# ISPConfig 3.1 Backup Problem



## mintess (31. Dez. 2016)

Hi,

habe ein Problem mit der Backup Funktion:

Im Backup Ordner habe ich nur db_ Dateien. Auch im ISPConfig unter Sites -> Website -> [beliebige Domain] -> Backup stehen nur Einträge vom Typ "MySQL Database".
Betrifft alle Seiten. Backups sind überall identisch eingestellt (Interval = Daily, Number = 10, Excludes = <leer>)
Habe ich vielleicht irgendwo noch ein globales Flag für "Sichere die Webseiten" vergessen?

Meine Server Config Einstellungen:
Backup directory: /var/backup
[X] Backup directory is a mount  (ja ist es, aber was bewirkt der Haken hier für ISPConfig?)
Backup mode: Backup web files owned by web user as zip
Backup time: 5:00h
[  ] Delete on domain/website delete


Und noch zwei Fragen:
1.
Unter Sites -> Backup Stats stehen auch Aliasdomains, die natürlich kein Backup haben und daher auch alle auf Active=No und Backupsize NAN stehen.
Lässt sich das so ändern das dort nur die Websites stehen, aktuell habe ich hier hunderte unnützer Einträge (und leider kann man auch nicht sortieren z.B. nach Backupsize).

2.
Kann man Backups automatisch bei Anlage aktivieren lassen?
Kunden vergessen nunmal bei der Anlage einer Webseite / eines Postfachs das Backup, wäre prima wenn man den Default z.B. auf "Daily, 10 Backups" setzen könnte.


----------



## florian030 (1. Jan. 2017)

Ist das ein Multiserver-Setup?
Backup directory is a mount = test ob dir gemountet, wenn nein mounten, weiter nur, wenn gemountet


----------



## mintess (1. Jan. 2017)

Ah, dank dir für die Erklärung.
Ist ein Single Server Setup


----------



## mintess (9. Jan. 2017)

Bevor Zweifel aufkommen: Das Problem besteht immernoch


----------



## florian030 (10. Jan. 2017)

Und welchen backup-mode hast Du engestellt? Ist evtl. das temp-dir zu klein / läuft bei jedem Backup voll?

[Datensätze mit beschrifteten Boxen]

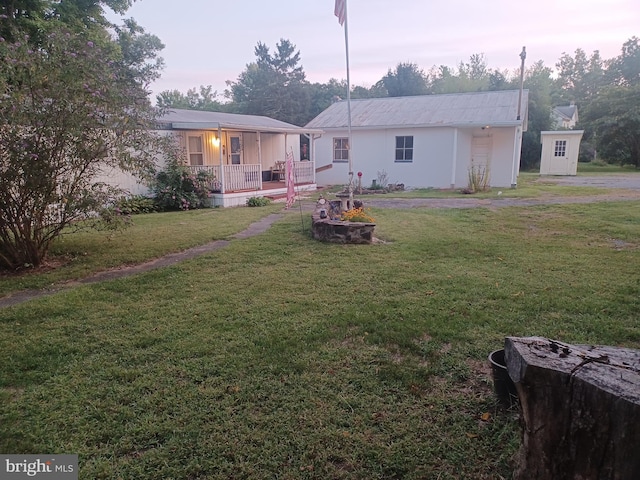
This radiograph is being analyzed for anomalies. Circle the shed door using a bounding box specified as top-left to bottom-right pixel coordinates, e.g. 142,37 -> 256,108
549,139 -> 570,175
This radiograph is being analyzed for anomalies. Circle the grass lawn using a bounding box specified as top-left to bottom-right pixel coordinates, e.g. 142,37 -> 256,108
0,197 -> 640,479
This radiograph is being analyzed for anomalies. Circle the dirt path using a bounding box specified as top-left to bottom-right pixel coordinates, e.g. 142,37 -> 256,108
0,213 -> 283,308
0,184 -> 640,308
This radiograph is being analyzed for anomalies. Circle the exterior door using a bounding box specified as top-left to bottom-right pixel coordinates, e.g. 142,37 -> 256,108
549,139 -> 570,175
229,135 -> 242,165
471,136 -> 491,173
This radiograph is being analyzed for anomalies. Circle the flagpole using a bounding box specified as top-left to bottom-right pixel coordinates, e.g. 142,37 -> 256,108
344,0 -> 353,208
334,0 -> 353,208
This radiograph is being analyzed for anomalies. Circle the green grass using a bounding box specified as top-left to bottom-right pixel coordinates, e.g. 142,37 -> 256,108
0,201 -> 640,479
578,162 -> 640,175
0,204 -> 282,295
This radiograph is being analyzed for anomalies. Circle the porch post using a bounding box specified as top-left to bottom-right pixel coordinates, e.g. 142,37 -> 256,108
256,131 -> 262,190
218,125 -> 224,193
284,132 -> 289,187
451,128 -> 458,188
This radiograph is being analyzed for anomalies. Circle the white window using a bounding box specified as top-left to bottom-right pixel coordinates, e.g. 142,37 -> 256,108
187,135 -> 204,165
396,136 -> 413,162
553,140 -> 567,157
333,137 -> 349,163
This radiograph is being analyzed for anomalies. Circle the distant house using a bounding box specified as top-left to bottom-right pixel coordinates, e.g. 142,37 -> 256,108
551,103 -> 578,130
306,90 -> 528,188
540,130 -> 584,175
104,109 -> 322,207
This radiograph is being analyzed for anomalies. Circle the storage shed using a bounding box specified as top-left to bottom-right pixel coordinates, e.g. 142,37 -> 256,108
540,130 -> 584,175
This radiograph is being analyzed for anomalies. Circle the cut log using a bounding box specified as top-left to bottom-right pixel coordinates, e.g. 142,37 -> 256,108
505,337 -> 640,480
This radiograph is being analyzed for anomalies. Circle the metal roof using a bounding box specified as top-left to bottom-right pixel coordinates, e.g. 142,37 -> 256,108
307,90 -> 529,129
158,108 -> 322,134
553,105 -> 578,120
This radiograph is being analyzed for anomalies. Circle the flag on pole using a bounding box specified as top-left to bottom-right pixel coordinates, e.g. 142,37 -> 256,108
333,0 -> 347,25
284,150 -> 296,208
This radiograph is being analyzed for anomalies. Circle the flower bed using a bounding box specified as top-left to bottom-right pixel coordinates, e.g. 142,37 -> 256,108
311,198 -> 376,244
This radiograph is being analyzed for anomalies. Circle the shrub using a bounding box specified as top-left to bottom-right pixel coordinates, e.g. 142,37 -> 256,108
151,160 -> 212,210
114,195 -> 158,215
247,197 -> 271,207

* * *

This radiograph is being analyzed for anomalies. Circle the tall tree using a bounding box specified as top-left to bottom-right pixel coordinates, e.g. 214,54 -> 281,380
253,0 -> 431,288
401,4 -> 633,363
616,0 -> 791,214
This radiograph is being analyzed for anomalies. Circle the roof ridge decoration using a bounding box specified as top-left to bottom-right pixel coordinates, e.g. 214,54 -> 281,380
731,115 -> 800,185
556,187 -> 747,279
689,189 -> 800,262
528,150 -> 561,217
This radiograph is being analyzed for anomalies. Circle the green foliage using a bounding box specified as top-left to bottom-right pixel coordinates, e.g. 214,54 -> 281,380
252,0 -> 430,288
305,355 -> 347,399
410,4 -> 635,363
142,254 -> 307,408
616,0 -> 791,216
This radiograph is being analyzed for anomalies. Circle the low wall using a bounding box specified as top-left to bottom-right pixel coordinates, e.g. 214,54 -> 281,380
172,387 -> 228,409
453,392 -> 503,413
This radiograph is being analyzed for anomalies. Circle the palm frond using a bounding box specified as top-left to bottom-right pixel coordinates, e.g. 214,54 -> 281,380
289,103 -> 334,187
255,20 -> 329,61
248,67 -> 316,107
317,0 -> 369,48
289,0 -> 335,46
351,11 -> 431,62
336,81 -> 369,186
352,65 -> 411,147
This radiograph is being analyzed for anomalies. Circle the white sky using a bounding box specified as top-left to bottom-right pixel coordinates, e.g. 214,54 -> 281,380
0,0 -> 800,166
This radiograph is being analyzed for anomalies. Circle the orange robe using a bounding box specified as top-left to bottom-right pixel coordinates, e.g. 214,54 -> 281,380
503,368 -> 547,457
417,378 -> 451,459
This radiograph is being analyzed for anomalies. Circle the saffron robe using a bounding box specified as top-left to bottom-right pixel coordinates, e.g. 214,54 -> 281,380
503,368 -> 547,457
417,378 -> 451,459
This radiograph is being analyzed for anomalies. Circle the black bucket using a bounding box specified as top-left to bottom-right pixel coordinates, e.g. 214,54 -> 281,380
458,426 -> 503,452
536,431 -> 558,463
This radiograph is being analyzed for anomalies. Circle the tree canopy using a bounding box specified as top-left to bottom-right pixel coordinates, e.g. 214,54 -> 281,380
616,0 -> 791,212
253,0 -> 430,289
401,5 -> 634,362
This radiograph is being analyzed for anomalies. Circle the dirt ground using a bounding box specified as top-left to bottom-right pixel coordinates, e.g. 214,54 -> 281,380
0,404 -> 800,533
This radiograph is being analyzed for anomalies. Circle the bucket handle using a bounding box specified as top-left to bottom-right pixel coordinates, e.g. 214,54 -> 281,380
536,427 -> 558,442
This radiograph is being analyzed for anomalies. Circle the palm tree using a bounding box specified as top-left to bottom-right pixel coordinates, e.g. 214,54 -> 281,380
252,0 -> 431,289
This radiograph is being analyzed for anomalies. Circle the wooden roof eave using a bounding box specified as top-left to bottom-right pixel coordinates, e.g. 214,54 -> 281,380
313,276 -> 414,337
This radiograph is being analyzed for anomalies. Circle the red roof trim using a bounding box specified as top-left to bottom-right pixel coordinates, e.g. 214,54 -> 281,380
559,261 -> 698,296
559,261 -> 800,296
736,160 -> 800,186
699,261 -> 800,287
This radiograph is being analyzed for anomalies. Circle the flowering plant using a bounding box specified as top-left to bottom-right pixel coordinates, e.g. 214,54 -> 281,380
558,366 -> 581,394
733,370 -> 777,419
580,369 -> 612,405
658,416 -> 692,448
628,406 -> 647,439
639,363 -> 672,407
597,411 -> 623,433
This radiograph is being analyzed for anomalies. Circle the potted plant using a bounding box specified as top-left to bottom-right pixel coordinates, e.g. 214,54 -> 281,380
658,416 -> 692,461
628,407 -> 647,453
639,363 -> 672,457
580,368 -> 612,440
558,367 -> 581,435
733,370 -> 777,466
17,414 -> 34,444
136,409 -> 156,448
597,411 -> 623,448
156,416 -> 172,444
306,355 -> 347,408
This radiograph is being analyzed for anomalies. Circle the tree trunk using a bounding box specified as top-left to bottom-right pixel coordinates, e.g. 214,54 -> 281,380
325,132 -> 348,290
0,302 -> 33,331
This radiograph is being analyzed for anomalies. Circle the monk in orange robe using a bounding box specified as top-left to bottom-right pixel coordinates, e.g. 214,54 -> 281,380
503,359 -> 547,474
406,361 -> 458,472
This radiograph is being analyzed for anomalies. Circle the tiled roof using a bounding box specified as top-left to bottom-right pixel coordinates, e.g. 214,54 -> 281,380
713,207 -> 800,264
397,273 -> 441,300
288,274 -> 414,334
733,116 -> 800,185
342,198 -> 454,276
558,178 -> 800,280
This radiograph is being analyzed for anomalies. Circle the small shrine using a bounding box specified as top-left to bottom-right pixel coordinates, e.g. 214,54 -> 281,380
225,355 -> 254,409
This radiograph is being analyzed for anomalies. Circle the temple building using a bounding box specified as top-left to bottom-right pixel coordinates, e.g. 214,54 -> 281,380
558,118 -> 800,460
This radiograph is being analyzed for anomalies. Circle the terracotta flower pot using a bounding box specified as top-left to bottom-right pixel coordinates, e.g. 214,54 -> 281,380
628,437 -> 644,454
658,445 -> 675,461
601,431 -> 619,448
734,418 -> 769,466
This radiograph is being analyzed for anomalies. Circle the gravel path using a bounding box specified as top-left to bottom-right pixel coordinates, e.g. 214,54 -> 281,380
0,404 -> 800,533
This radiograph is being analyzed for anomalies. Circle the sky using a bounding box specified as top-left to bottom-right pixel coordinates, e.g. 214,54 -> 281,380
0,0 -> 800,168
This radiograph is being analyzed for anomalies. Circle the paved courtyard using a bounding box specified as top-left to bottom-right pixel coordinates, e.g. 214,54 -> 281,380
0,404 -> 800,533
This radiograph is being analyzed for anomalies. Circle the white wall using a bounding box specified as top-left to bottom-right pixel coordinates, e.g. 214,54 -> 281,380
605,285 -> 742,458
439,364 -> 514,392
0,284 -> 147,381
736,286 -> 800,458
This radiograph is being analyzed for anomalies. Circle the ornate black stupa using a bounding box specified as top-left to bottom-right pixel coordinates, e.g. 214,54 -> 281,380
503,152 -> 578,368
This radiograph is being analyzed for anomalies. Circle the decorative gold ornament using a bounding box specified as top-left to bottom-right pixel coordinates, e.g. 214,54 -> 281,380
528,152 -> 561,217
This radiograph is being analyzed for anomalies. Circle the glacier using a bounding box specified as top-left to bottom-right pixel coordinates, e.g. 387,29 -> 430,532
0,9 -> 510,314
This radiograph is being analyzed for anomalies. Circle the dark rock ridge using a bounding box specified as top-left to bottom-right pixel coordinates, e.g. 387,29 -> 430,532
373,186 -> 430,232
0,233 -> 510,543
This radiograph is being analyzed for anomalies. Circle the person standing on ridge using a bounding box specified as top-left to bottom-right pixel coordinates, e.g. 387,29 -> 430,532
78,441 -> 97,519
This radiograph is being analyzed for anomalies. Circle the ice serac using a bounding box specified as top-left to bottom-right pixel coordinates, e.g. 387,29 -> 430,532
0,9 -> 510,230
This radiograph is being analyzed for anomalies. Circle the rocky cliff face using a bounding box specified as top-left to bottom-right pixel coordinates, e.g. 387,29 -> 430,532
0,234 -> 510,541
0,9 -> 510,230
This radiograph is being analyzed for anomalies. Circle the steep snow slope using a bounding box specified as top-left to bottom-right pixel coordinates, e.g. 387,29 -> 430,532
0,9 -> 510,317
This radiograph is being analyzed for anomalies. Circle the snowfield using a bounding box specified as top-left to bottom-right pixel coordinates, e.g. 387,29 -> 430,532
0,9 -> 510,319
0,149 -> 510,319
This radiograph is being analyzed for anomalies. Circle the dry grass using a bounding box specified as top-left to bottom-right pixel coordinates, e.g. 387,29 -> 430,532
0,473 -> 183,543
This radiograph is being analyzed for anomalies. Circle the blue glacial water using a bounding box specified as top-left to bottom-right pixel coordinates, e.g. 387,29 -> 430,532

* Aufgaben
1. Welche Art von Setup betreibt mintess laut dem Forenthread zum ISPConfig-Backup?
2. Schreibe den Forenthread zum ISPConfig-Backup ab dem letzten Beitrag weiter.

* Ergebnisse
1. Ein Single-Server-Setup.

2.
----------



## mintess (11. Jan. 2017)

Backup Mode:






Wie finde ich denn raus ob /tmp volläuft wenn er backuppt?
Aber die ganzen DB Backups macht er ja.





Wahlloses Beispiel von web12:





Der wird doch immer den root User nehmen oder?
Bedeutet der o.g.    Backup Mode das er die Datei als der jeweilige web-user versucht zu speichern?

[/etc/fstab]


----------



## florian030 (12. Jan. 2017)

Wenn Du in mysql für dbispconfig
SELECT * FROM web_domain WHERE  (type = 'vhost' OR type = 'vhostsubdomain' OR type = 'vhostalias') AND active = 'y'
bekommst Du die richtigen Ergenisse? Für server_id, backup_interval und backup_copies?


----------



## mintess (14. Jan. 2017)

Ja kommen haufenweise Ergebnisse, die Ergebnisse haben server_id=1, backup_interval=daily und backup_copies=10.
Laufen backups irgendwo ausserhalb von ISPConfig? In der Crontab oder sowas?
Kann ich irgendwas Resyncen?


----------



## florian030 (15. Jan. 2017)

Die Backups laufen zur von Dir definierten Zeit. Du kannst das ja mal manuell anstossen:
php /usr/local/ispconfig/server/cron_debug.php --cronjob=500-backup.inc.php


----------



## mintess (31. Jan. 2017)

Kannst du mal bitte deine "500-backup.inc.php" prüfen, in Zeile 124 wird das zip executed und in Zeile 125 steht dann:
if($retval == 0 || $retval == 12)
Es gibt aber keinen else-Fall und bei mir ist $retval=16 daher passiert mit den web-Backups einfach mal garnichts.

PS: Was ist überhaupt exit code 16 auf Debian? Den ode finde ich hier nicht. http://www.faqs.org/docs/abs/HTML/exitcodes.html

EDIT:
Wird wohl am sudo liegen, was ich auf dem Server nicht installiert hab.
Im Perfect Server Tutorial steht die Installation von sudo auch unter dem Abschnitt Postfix?!


----------



## Till (31. Jan. 2017)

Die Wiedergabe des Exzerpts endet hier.